大学に勤務していたとき(私は精神科の医者です)感情障害を併発した方が他科から紹介される場に立ち会いました。
身体の検査そのものも随分な負荷です、御見舞い申し上げるほかない、ただ思うだけです。すみません。
投稿: anis | 2006.10.20 13:48
anisさん
心強いお言葉、ありがとうございます。
正直に申し上げて、こういう暖かい言葉をかけてもらえることはあまりありませんので、非常に心打たれました。
ありがとうございます。
投稿: akst | 2006.10.21 01:17
こんばんは。
この記事を読んだとき、ひどく狼狽しました。
anisさん以上のことは書けませんが、akstさんのブログを楽しみにしている者の一人として、これからも宜しくお願いします、とだけ記しておきます。
投稿: blue | 2006.10.24 22:37
blueさん
いやいや、すみません。

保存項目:
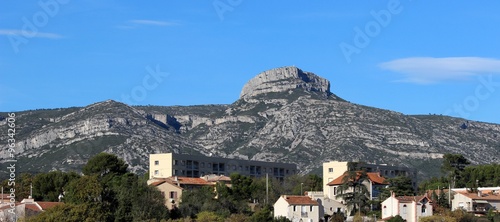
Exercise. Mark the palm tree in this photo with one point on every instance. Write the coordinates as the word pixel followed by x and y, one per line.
pixel 353 191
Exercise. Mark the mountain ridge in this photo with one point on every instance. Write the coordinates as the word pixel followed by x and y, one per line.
pixel 303 123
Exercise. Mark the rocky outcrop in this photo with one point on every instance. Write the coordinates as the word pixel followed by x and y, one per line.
pixel 268 123
pixel 282 80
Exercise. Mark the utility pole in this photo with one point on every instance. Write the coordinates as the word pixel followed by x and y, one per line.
pixel 267 188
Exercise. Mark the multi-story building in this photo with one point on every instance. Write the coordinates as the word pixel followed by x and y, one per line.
pixel 171 164
pixel 335 169
pixel 410 208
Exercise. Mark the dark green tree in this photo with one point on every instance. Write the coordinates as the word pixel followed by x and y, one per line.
pixel 48 186
pixel 453 165
pixel 354 191
pixel 242 186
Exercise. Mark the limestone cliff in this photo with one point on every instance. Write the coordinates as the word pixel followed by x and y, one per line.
pixel 283 114
pixel 282 80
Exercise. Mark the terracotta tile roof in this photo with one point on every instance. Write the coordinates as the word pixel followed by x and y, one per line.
pixel 157 183
pixel 189 181
pixel 406 199
pixel 48 205
pixel 32 206
pixel 485 195
pixel 373 177
pixel 217 178
pixel 299 200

> 練習問題: ブログのコメント欄のやり取りを、最後の「いやいや、すみません。」の後から書き継ぎなさい。

> 解答:
結局はこういう問題は本人の問題であって、本人で自分の人生の質を高めるほかないんです。
ただ、僕等人間は、社会的な生物であって、本人だけで生きているわけではないので、いろんな意味で大変ではあります。
でもまあ、ぼちぼちやります。
投稿: akst | 2006.10.24 22:49
今晩は。
その後体調はいかがでしょうか?
実は今朝、とある方から連絡があり、ここにコメントを残されたanisさんが今週初めに亡くなられたことを知りました。
ブログを通じてとてもお世話になっていた方なのでショックが大きく、今も激しい動揺を抑えきれません。
ごめんなさい、不安で仕方なく、akstさんのブログに愚痴をこぼさせてもらいました。
投稿: 三浦轍 | 2007.02.01 23:40
三浦さん
それは、私もとても残念です。
ここで、やさしくコメントを下さった方ですので、本当に悲しいことです。
うまく、言葉が見つかりません。